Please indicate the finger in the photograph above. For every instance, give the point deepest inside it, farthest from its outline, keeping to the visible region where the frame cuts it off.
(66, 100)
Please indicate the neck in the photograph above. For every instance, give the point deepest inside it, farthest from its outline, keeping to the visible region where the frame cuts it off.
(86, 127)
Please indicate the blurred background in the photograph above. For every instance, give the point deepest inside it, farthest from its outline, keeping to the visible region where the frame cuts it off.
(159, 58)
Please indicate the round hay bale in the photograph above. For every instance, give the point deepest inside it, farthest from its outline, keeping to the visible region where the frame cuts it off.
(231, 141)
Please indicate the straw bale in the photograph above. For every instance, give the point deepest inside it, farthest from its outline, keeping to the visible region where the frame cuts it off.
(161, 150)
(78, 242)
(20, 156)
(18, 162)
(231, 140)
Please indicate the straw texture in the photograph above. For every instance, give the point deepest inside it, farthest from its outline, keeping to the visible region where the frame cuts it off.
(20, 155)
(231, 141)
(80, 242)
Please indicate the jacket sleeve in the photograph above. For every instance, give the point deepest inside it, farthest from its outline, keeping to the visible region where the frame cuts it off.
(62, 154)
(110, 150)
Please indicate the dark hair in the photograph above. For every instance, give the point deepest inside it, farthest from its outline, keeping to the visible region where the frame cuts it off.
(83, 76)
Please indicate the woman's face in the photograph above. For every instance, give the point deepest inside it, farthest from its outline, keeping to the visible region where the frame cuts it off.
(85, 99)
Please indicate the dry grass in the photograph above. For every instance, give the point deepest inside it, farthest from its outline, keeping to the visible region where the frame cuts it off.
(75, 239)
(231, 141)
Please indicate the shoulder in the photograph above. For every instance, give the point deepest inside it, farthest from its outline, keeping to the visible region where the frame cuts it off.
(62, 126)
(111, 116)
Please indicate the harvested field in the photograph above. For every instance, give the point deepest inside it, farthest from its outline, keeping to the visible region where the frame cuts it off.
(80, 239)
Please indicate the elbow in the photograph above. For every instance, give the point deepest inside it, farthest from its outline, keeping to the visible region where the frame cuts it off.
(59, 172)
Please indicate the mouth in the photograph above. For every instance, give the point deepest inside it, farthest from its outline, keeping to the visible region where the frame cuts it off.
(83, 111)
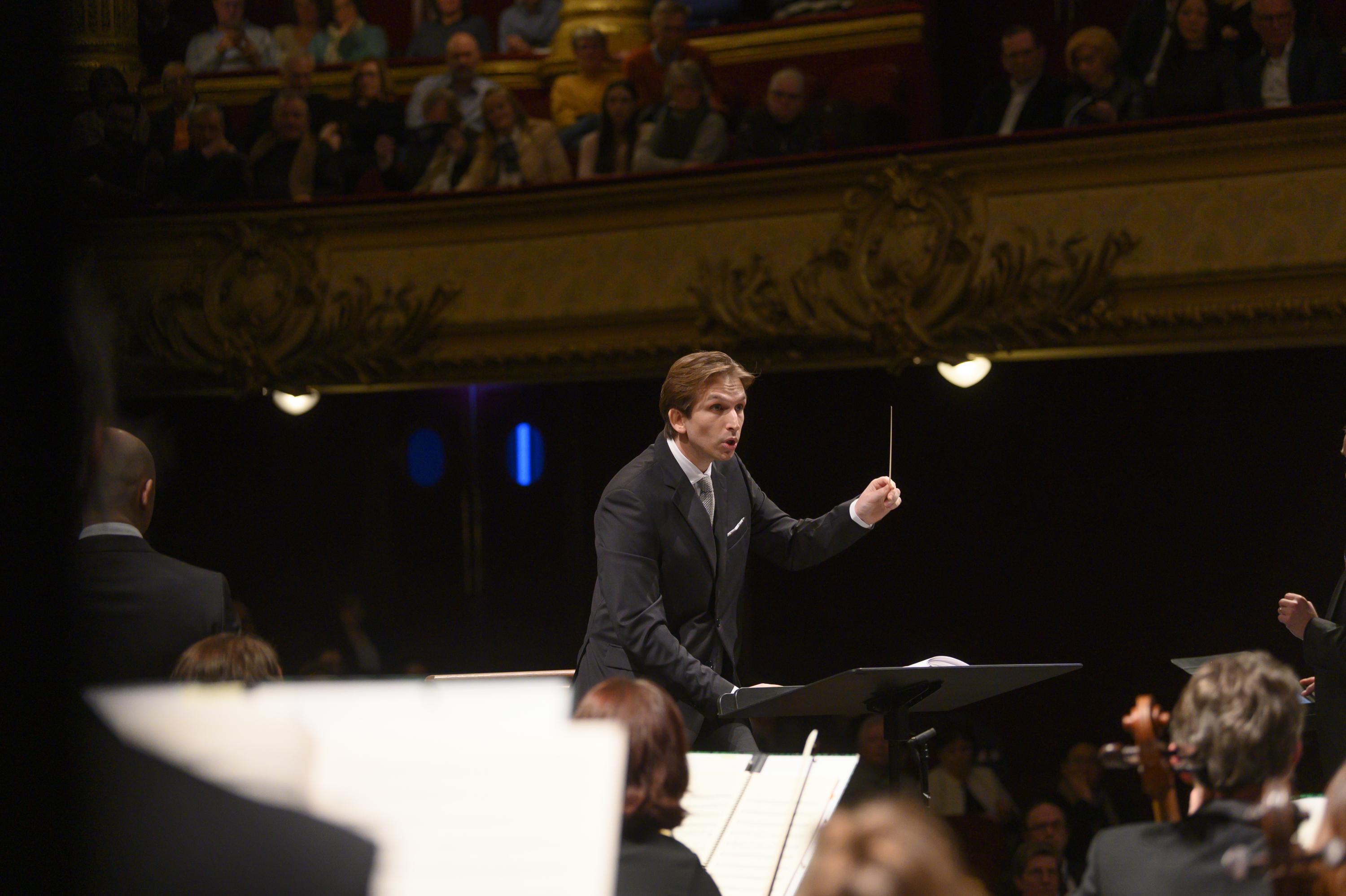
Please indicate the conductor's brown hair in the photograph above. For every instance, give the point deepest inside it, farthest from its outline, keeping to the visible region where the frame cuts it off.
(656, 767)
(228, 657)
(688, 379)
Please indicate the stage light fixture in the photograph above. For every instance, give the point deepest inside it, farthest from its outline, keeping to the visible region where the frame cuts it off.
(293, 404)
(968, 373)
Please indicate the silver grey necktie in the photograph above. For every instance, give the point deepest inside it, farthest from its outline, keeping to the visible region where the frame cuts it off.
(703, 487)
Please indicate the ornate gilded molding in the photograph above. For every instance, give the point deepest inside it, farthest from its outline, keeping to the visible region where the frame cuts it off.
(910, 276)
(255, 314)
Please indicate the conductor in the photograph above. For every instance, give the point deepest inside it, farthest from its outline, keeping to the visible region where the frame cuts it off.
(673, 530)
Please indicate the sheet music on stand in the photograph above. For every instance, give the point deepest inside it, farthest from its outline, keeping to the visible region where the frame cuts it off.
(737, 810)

————

▶ _Exercise details_
Repeat the material above exactly, so that every entry appears but no picture does.

▶ _Your response_
Please indicate the finger in the photograph above. For every instance, give the point deepest inside it, farthest from its outline, keeping to the visible region where the frame cuts it off.
(66, 100)
Please indicate the neck in the photograph above. For every instance, give the point deepest inside it, farthest from its outline, keeping to the visible region where the frame cuts it off.
(86, 127)
Please indicate the blurred background in the photograph above. For every instance, give the point deepest inside it, farthest from its outline, keeping to the visible region where the frame cuts it off.
(159, 58)
Please indicate the round hay bale in the photograph above. For every instance, give the point deepest inside it, farthest from its outline, keeping to the visible region where the frame cuts it off.
(231, 141)
Please indicate the straw bale in the photograph above. For every instance, give the point deepest inside it, farthest from its outline, keeping to the visible region where the frame cuts it off.
(161, 150)
(78, 242)
(20, 156)
(18, 162)
(231, 140)
Please indicate the straw texture in the photograph above. For every instance, give the point deepest inside it, farthest from its outline, keeping to the visible region where the frame cuts it off.
(20, 155)
(231, 141)
(80, 242)
Please indicate the jacket sleeve in the photograph above. For every instance, give the point deepest inside it, farthest from its outline, keeping to the visible region where the frame cuts it off.
(62, 154)
(110, 150)
Please indicate the dark hair in the photograph above. For every instance, give the point deepest inside it, farthest from its outline, keeping to the visible region where the frame cuts it off.
(83, 76)
Please indicate the woman's face in the photograph above. For every instance, give the point deepest inside it, farthest from its outline, keeping to the visible region where the frame cuts it off.
(85, 99)
Please indicate the dry grass in the photograph above. For every instance, give the point deepest inside it, farthest from its outline, keeping to the visible region where the frame cuts it off.
(75, 239)
(231, 141)
Please indicate the shoulder in the photograph above. For every instance, give the point deepest inside it, farthest from its outline, keeping to the visible region where the frame cuts it off.
(62, 126)
(111, 116)
Please indicate the harvested field in the photograph above. For every instance, give the point deepest inside it, farthest from its outline, keeping to the visible region where the frame cuts it off.
(80, 239)
Please indicate the elbow in the photograph above. For every instance, give the point deepest inside it, farthest from its outline, keeping to the visible region where the frame cuts it off.
(59, 172)
Please indicate the mouth in the photograph above. For every instance, give the point deepest inside it, farthest from its outline, keeping to the visible region where the frame cuts it off.
(83, 111)
Please indicate the conductor's brown hair in the photograph above. For every instance, give the point deepest inside it, farthest from its outline, keeping to the visible region where the frame cuts it off.
(656, 767)
(228, 657)
(688, 379)
Please indicate the stage light fixture in the photograph above. For every instance, give the point deepest inside it, farthest from its outline, keeping to the visible region where the frame cuts it off.
(293, 404)
(968, 373)
Please indicate the silver grey necktie in the photograph above. For every instance, give the point deepest inside it, farthest from its outline, keeping to the visible region where the frame cuts it off.
(703, 487)
Please indicate the ornate gilded molding in the photograph above. For every instance, give the point deepest inside it, farthest from its outline, keeping to the visible region where the frame cuts it off.
(910, 276)
(255, 314)
Please indicate the conductor in the photograph above. For every instance, give the point deepest inside it, farthest from its outline, keeping to the visible region where the frame cuts it off.
(673, 530)
Please indicate the sheet music on stand in the photograph above. For every instance, give the point deepest inside it, farthest from its outline, keeping to the visible region where the frame cuts it off.
(737, 810)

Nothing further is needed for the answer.